▸ **Seçilen Metin**
_ _ _ _ _
Türkiye Girişimci ve İş Dünyası Konfederasyonları Federasyonu’nun (TÜRKONFED), Antalya IC Gren Palace Hotel’de düzenlenen toplantısına TÜRKONFED Başkanı Erdem Çenesiz, TÜSİAD Başkanı Ümit Boyner, Antalya Büyükşehir Belediye Başkanı Mustafa Akaydın ile birlikte çok sayıda işadamları derneklerinin başkan ve yöneticileri katıldı.
TÜSİAD’ın seçimlerden önce kısa, orta ve uzun vadedeki beklentilerini anlatan Başkan Ümit Boyner, derneğin tartışılan yeni Anayasa raporuyla ilgili, "Daha demokratik, Avrupa Birliği üyeliğine daha yakınlaşmış sürdürülebilir büyüme ve kalkınmayı yakalamış, üretkenlik düzeyi artmış bir Türkiye için görüş ve önerilerimizi ortaya koymaya çalışan bir rapor hazırladık" dedi.
_ _ _ _ _
▸ **Görevler**
A – TÜRKONFED toplantısıyla ilgili metne göre şu ifadeler doğru mu? Her biri için evet ya da hayır deyin ve kararı belirleyen sözleri metinden aynen aktarın. (i) Toplantı Antalya IC Gren Palace Hotel'de yapıldı. (ii) Antalya Büyükşehir Belediye Başkanı toplantıya katılmadı. (iii) TÜSİAD'ın raporu, Türkiye'nin Avrupa Birliği üyeliğinden uzaklaşmasını savunuyor.
B – TÜRKONFED toplantısıyla ilgili metni, son cümlesinden sonra gelecek şekilde sürdürün.

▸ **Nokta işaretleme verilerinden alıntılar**
_ _ _ _ _
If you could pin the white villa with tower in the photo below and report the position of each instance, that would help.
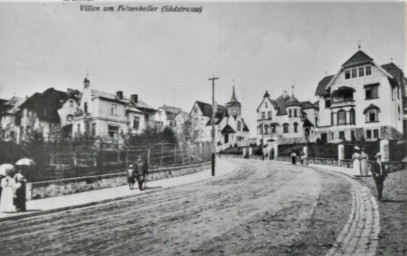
(230, 127)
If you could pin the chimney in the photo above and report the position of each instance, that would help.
(134, 98)
(119, 94)
(86, 83)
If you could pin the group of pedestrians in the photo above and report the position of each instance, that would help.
(377, 169)
(12, 191)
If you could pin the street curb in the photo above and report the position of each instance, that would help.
(72, 207)
(39, 213)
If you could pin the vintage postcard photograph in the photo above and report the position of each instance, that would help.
(203, 127)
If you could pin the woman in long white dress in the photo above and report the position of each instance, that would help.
(7, 196)
(364, 164)
(356, 162)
_ _ _ _ _
▸ **Beklenen Sonuçlar**
A –
(i) Evet: "Antalya IC Gren Palace Hotel’de düzenlenen toplantısına"
(ii) Hayır: "Antalya Büyükşehir Belediye Başkanı Mustafa Akaydın ile birlikte çok sayıda işadamları derneklerinin başkan ve yöneticileri katıldı"
(iii) Hayır: "Avrupa Birliği üyeliğine daha yakınlaşmış"

B –
'ÜÇ ANA REFORM'
Demokratikleşme yaklaşımlarında üç ana reform üzerinde durduklarını kaydeden Boyner, şöyle konuştu:
"Yeni anayasa, siyasi partiler ve seçim kanunlarının daha katılımcı ve demokratik hale gelmesini diliyoruz. Kuvvetler ayrılığı ilkesinin geçerli olduğu, kontrol ve denge mekanizmalarının işlediği çoğunluk bir parlamenter demokrasinin tüm kurul ve kuralları ile hayata geçmesinin, Türkiye’nin yeni vizyonu olması gerektiğine inanıyoruz. AB insan hakları sözleşmesine uygun bir temel hak ve özgürlükler rejiminin kurulmasının, yargı bağımsızlığının korunduğu, devletin tüm eylem ve işlemlerinin yargısal denetimlere tabi olduğu, dokunulmazlık ve ayrıcalıklara yer vermeyen bir anayasal çerçevenin önemli olduğuna inanıyoruz ki ekonomik refah, ancak demokratik bir toplumda sürdürülebilir."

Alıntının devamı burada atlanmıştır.